— Given problem a —
Repeat exactly the part of the records that opens with the line containing "TARGET: the tree canopy" and runs through the end of the records.

— Document segment —
## BEGIN

Filed
by Cantor Equity Partners I, Inc.
pursuant
to Rule 425 under the Securities Act of 1933
and
deemed filed pursuant to Rule 14a-12
under
the Securities Exchange Act of 1934
Subject
Company: Cantor Equity Partners I, Inc.
Commission
File No. 001-42464
BSTR
Holdings, Inc.
Date:
April 29, 2026
As previously disclosed, on July 16, 2025, Cantor
Equity Partners I, Inc., a Cayman Islands exempted company (“CEPO”), and BSTR Holdings, Inc., a Delaware corporation (“Pubco”),
entered into a Business Combination Agreement (as it may be amended, supplemented or otherwise modified from time to time, the “Business
Combination Agreement”) with BSTR Intermediate, a Cayman Islands exempted company, BSTR Holdings (Cayman), a Cayman Islands exempted
company (the “Seller”), BSTR Newco, LLC, a Delaware limited liability company and a wholly owned subsidiary of the Seller
(“Newco”), PEMS Sub A, Inc., a Delaware corporation and a wholly owned subsidiary of CEPO (“CEPO Subsidiary A”),
PEMS Sub B, Inc., a Delaware corporation and a wholly owned subsidiary of CEPO Subsidiary A (“CEPO Subsidiary B”) and PEMS
Merger Sub C, Inc., a Delaware corporation and a wholly owned subsidiary of CEPO Subsidiary B.
On
April 23, 2026, Sean Bill, Chief Investment Officer of Pubco, had an interview with BNN Bloomberg, Trading Day. The interview was published
on YouTube on April 23, 2026. Below is a selected excerpt of the interview.
TRANSCRIPT
OF SELECTED EXCERPT OF THE DISCUSSION BETWEEN ROGER PETERSEN AND SEAN BILL, PUBLISHED ON YOUTUBE ON APRIL 23, 2026.
Roger Petersen: I'm just seeing the story
about Satsuma, the bitcoin accumulator and shareholders now pushing for it to sell all the tokens and wind down. Is that a concern or
is that a one-off, do you feel?
Sean Bill: I think that's potentially a one-off,
but I mean, if you're, you know, I think that this is a game where you're going to have to, I guess if we step back and we think about
technology and zero net marginal cost for each additional unit that you're investing and trading in, generally, these models tend to
consolidate with large players, and so, that's our view. We think that there will be a couple of large winners in the bitcoin space.
Bitcoin Standard Treasury, our company, we think will be one of those winners. So it'll be the second largest bitcoin treasury likely
when it comes public in June. And just like you have one or two winners in retail with Amazon or Shopify, or one or two winners in social
with maybe Meta and X, or search with Google, we think that will be the same thing in in the bitcoin treasury space.
Roger Petersen: What's the difference between
yours and what gives you the confidence compared to Satsuma? What's the difference?
Sean Bill: Oh, I think we're very different.
I mean, first off, we have Adam Back and myself as co-founders started the Bitcoin Standard Treasury Company. We raised about $5.11
billion at the time in two days. We're also our own largest investor. We put 25,0002 bitcoins into seed the company. So I
think what we bring to the table is an extraordinarily deep domain expertise within the technology of bitcoin via Adam Back, and then
this extraordinarily deep domain expertise within the active management of the bitcoin treasury. So what we're really trying to do with
our treasury is to actively manage that Bitcoin and use it as an asset. So much like how Berkshire Hathaway uses stocks and bonds as
their asset to grow their business and we would like to do that with bitcoin.

## END

— Material —

## BEGIN

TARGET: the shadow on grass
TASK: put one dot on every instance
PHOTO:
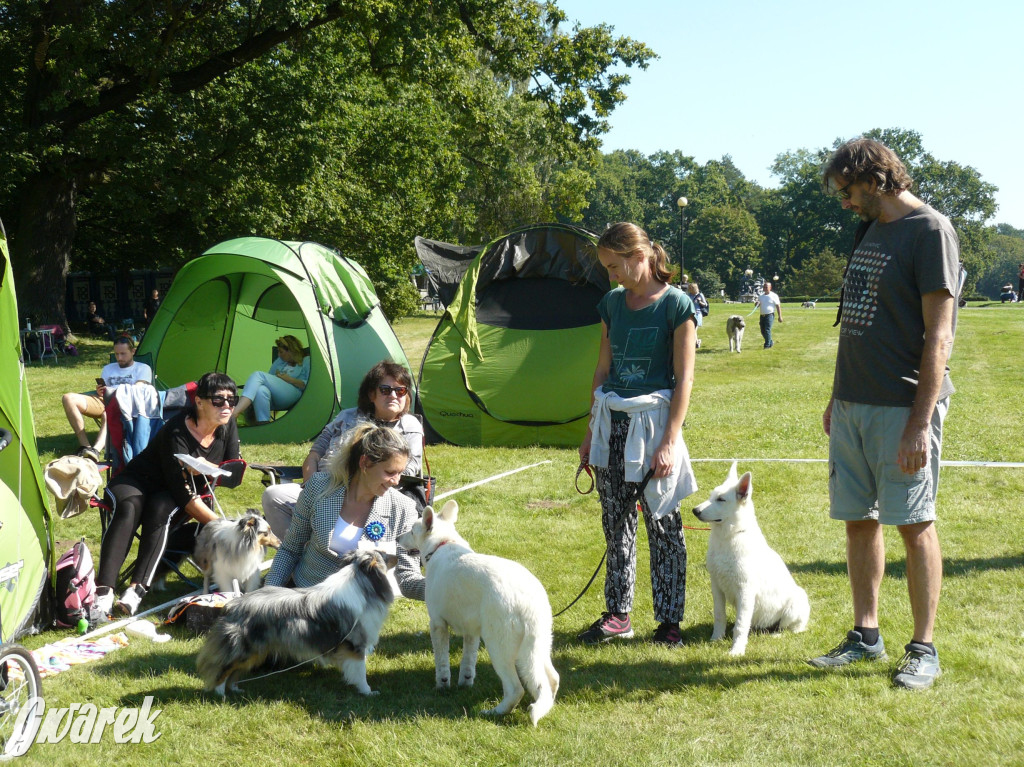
(65, 444)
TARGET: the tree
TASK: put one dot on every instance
(1006, 254)
(820, 275)
(800, 221)
(157, 117)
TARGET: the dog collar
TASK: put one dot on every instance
(428, 557)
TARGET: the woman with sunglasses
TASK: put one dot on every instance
(155, 492)
(282, 386)
(384, 398)
(353, 504)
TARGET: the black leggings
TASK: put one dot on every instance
(164, 528)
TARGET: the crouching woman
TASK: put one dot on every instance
(354, 503)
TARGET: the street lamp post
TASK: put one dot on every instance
(681, 203)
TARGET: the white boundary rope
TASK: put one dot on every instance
(442, 496)
(984, 464)
(124, 622)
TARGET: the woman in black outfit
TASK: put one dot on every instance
(156, 493)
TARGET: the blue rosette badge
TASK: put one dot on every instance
(375, 530)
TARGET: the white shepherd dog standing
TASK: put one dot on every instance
(484, 596)
(744, 570)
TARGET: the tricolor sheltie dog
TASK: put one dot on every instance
(744, 570)
(336, 623)
(228, 550)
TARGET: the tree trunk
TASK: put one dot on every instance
(41, 245)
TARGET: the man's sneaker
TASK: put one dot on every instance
(130, 600)
(104, 599)
(850, 650)
(605, 628)
(919, 669)
(668, 634)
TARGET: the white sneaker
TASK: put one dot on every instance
(129, 601)
(104, 599)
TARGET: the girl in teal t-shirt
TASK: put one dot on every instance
(647, 345)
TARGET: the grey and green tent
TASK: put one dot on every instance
(512, 358)
(225, 308)
(26, 545)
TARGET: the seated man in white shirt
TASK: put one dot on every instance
(78, 407)
(770, 305)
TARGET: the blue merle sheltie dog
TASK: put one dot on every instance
(336, 623)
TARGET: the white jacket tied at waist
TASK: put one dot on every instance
(648, 418)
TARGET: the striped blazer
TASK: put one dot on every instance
(305, 557)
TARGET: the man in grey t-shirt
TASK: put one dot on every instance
(890, 394)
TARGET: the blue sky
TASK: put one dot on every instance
(755, 79)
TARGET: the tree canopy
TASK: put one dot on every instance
(145, 131)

## END

— Given problem b —
Restate word for word the part of the Rule 425 filing that opens with the words containing "Bitcoin Standard Treasury, our" and closes with "we're very different.".

— Exercise output a —
TARGET: the tree canopy
TASK: put one dot on every instance
(145, 131)

— Exercise output b —
Bitcoin Standard Treasury, our company, we think will be one of those winners. So it'll be the second largest bitcoin treasury likely
when it comes public in June. And just like you have one or two winners in retail with Amazon or Shopify, or one or two winners in social
with maybe Meta and X, or search with Google, we think that will be the same thing in in the bitcoin treasury space.
Roger Petersen: What's the difference between
yours and what gives you the confidence compared to Satsuma? What's the difference?
Sean Bill: Oh, I think we're very different.